* Directions: Edit the data below by replacing every "thickest part" with "widest part", and leave all other text unchanged.

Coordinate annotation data
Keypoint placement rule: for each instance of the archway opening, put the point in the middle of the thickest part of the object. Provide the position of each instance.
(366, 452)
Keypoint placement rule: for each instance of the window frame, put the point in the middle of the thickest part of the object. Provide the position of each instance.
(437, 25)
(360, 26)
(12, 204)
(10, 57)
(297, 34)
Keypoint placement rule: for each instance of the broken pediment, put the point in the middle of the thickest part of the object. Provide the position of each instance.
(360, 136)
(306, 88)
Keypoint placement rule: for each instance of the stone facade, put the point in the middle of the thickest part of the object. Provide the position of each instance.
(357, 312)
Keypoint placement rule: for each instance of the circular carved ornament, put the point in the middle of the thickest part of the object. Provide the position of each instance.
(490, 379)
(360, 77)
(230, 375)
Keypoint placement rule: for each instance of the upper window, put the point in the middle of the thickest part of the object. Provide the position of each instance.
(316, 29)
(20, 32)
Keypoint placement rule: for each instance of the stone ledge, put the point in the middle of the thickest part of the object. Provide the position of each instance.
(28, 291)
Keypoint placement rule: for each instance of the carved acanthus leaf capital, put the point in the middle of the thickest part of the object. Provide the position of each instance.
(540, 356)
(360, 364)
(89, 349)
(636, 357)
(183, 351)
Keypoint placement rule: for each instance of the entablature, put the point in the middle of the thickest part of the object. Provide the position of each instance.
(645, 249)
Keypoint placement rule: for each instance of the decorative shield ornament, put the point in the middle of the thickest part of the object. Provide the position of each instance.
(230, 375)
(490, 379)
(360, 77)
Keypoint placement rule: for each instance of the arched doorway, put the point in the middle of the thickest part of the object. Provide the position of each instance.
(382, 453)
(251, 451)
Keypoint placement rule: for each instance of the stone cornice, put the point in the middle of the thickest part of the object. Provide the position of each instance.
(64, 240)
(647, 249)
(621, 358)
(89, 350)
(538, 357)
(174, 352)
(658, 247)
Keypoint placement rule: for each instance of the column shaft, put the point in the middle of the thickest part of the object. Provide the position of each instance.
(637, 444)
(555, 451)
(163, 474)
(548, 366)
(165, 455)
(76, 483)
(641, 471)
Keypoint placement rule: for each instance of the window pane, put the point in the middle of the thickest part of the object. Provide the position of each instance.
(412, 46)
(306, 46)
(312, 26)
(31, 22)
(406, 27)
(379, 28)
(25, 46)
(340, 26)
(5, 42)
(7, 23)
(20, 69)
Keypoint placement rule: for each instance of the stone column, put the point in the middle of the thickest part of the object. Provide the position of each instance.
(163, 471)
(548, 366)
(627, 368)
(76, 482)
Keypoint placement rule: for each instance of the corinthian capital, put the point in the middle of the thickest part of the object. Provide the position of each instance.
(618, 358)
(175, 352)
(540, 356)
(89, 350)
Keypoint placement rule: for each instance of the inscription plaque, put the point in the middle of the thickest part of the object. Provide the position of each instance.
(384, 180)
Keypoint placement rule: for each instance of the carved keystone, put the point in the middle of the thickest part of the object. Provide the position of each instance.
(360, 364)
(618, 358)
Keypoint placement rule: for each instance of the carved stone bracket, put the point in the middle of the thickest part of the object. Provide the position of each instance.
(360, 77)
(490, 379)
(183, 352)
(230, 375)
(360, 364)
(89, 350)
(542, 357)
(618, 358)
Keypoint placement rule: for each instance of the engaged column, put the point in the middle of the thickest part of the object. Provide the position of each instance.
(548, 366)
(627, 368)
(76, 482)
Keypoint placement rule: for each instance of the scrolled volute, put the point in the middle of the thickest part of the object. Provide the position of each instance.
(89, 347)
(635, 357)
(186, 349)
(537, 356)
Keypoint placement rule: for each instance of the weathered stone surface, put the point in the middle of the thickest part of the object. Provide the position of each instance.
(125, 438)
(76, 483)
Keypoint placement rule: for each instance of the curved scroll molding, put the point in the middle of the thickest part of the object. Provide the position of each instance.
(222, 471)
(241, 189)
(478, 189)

* Right answer:
Keypoint placement rule: for each instance of the archway opening, put the point in the middle of the widest part of the object. Provide the position of each instance.
(366, 452)
Keypoint placement rule: for each instance of the window frame, put the point in the middle of the widest part of the object. Provide the position of each instance.
(437, 25)
(360, 26)
(12, 204)
(10, 57)
(297, 34)
Keypoint placement rule: for each instance of the broken pediment, put the point in the middle of the widest part of the object. Provide the position of each instance.
(360, 136)
(306, 88)
Keypoint placement rule: for each instance of the stone facade, put the point in the middle of the widest part of the object. Provide the position of each instance.
(357, 312)
Keypoint placement rule: for each instance of the circular carved ornament, put the point in the middle of the widest part of the object. Provide the position of each instance.
(490, 379)
(360, 77)
(230, 375)
Keypoint placement rule: for each instance of the upper window, put the point in the middle of the widest part of the object. Provide the position of each instance.
(316, 29)
(20, 32)
Keypoint placement rule: for each instance of the stone ledge, put the point in the middle of the widest part of the object. Provide the position of each instance.
(28, 291)
Keypoint placement rule: for each instance of the carved acanthus leaf capital, put the point in the middle of the widest part of the object. Provide the position of each instance.
(540, 356)
(360, 364)
(89, 349)
(636, 357)
(183, 351)
Keypoint placement rule: for each instance of the entablature, put the point in the middle of the widest part of the object. Provide the position of each instance.
(645, 249)
Keypoint placement rule: for each instance of the decorative shield ornament, put the point in the middle of the widest part of the object. Provide the position of each instance.
(230, 375)
(490, 379)
(360, 77)
Keypoint placement rule: for each instance of the arched doorway, put the point in the middle of the widest part of the object. Provide the position of each instance.
(382, 453)
(251, 451)
Keypoint placement rule: for each instance of the stone cornice, put the point in the middle of the widest part of the object. Provide the position of each instance.
(64, 240)
(647, 249)
(621, 358)
(89, 350)
(538, 357)
(174, 352)
(658, 247)
Keypoint placement rule: for each instance of the column shaft, put the point in the middle of the widest part of the object. Provide the position of each instance.
(637, 444)
(555, 451)
(163, 474)
(548, 366)
(165, 455)
(76, 483)
(641, 471)
Keypoint placement rule: for each instance of the window pane, put the point in the middle of the widest part of the object. Provide the position of each instance.
(412, 46)
(306, 46)
(312, 26)
(31, 22)
(406, 27)
(379, 28)
(25, 46)
(340, 26)
(5, 42)
(7, 23)
(20, 69)
Keypoint placement rule: for each instance of the stone column, put the point in the middle of the widest part of the object. Provide the position of each instance.
(163, 471)
(548, 366)
(627, 368)
(76, 482)
Keypoint placement rule: for each instance of the corinthian capital, put the point in the middle of the widest part of the object. Provide the position of each instance.
(618, 358)
(175, 352)
(540, 356)
(89, 350)
Keypoint placement rule: for each instance of the inscription plaque, put the point in the middle of the widest part of the object. Provide the position of each instance.
(384, 180)
Keypoint placement rule: for each instance of the carved keystone, put the point in the middle of the widest part of the object. Provide the position of each instance.
(360, 364)
(618, 358)
Keypoint placement rule: for each instance of the carved stone bracket, put the point in the middle of the widest part of the object. Provide the position of each instance.
(360, 77)
(490, 379)
(183, 352)
(230, 375)
(360, 364)
(89, 350)
(542, 357)
(618, 358)
Keypoint placement rule: for each instance of the engaged column, put the point in the middle of the widest part of the object. Provide the position of each instance.
(548, 366)
(627, 368)
(76, 482)
Keypoint placement rule: for each instance of the scrolled volute, put the point in the middle of the widest part of the object. Provide the position of each instance.
(89, 347)
(635, 357)
(186, 349)
(537, 356)
Keypoint placement rule: for each instance of the weathered stone surface, put the point in the middle of the widest part of the object. Provide the position of each instance.
(125, 438)
(76, 483)
Keypoint placement rule: for each instance of the curved scroll molding, put the point in the middle of the widest part of the object. Provide the position of each instance.
(222, 471)
(241, 189)
(478, 189)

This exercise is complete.